# [TO DO]
A. Answer these questions using the word embeddings article:
(i) Which part of the series is this article, and how many parts does the series have?
(ii) In the one-hot encoding example, how many dimensions does the vector have for a 10,000-word vocabulary?
(iii) What does Bag-of-Words ignore when it counts words?
B. In the word embeddings article, rewrite the paragraph beginning "In Parts 1 and 2" in a shorter form that keeps its main facts.
C. Proceed with the word embeddings article from the point where it stops.

# [TEXT SEGMENT]
================
Part 3: Giving Words Meaning – Word Embeddings
Series: From Sequences to Sentience: Building Blocks of the Transformer Revolution
Turning Words into Vectors Before It Was Cool
Introduction: The Challenge of Language for Machines
In Parts 1 and 2, we saw how Recurrent Neural Networks (RNNs) and Long Short-Term Memory (LSTMs) learned to process sequences, but they faced a fundamental hurdle: computers don’t understand words like "cat" or "democracy"—they need numbers. Early attempts to convert language into data were crude, but the invention of word embeddings revolutionized this process by giving words numerical meaning based on context. This article, the third in an 8-part series, explores how word embeddings work, why they matter, and their limitations, setting the stage for the transformer revolution.
The Problem: Words Are Not Numbers
Neural networks thrive on numerical input, yet human language is symbolic. Feeding "cat" or "love" directly into a model is impossible without translation. Early solutions included:
- One-Hot Encoding: Each word gets a vector with a 1 in its position and 0s elsewhere (e.g., a 10,000-dimensional vector for a 10,000-word vocabulary).
- Bag-of-Words (BoW): Counts word frequency in a text, ignoring order and meaning (e.g., {"cat": 2, "dog": 1}).
================
# [DATA ENTRIES]
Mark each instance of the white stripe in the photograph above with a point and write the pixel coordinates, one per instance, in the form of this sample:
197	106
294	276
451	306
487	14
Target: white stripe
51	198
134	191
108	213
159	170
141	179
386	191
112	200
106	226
================
# [OUTPUTS FOR THE TASKS]
A.
(i) It is the third part of an 8-part series.
(ii) 10,000 dimensions.
(iii) Word order and meaning.

B. RNNs and LSTMs, covered in Parts 1 and 2, could process sequences, but computers need numbers rather than words. Early ways of turning language into data were crude. Word embeddings changed this by giving words numerical meaning based on context. This third article in an 8-part series explains how they work, why they matter, and where they fall short, as groundwork for transformers.

C.
These methods were sparse (mostly zeros), inefficient (huge vectors), and lacked semantic understanding—treating "cat" and "kitten" as unrelated. We needed a smarter way to represent words.
The Breakthrough: Word Embeddings
Word embeddings solved this by mapping words to dense, low-dimensional vectors (e.g., 300 numbers) that capture meaning based on how words are used together. The guiding principle, coined by linguist J.R. Firth, was: "You shall know a word by the company it keeps." If "king" often appears with "royal" or "crown," its vector should reflect that proximity.
This shift turned language into a mathematical space where meaning emerges from context, enabling machines to generalize and reason about words.
How Word Embeddings Work
Two landmark methods paved the way:
Word2Vec (2013, Google)
- Approach: Trains a shallow neural network with two strategies:
- CBOW (Continuous Bag-of-Words): Predicts a word from its surrounding words (e.g., predicting "cat" from "the fluffy").
- Skip-Gram: Predicts surrounding words from a target word (e.g., predicting "the" and "fluffy" from "cat").
- Result: Vectors where:
- Similar-meaning words (e.g., "king" and "queen") are close in space.
- Algebraic relationships hold: king−man+woman≈queen
- Approach: Trains a shallow neural network with two strategies:
GloVe (2014, Stanford)
- Approach: Uses global word co-occurrence statistics from a large corpus, rather than prediction.
- Result: Embeddings that capture both local context (nearby words) and global patterns (overall corpus trends).
A later improvement, fastText, added subword information to handle out-of-vocabulary (OOV) words and morphological variations (e.g., "cats" and "cat").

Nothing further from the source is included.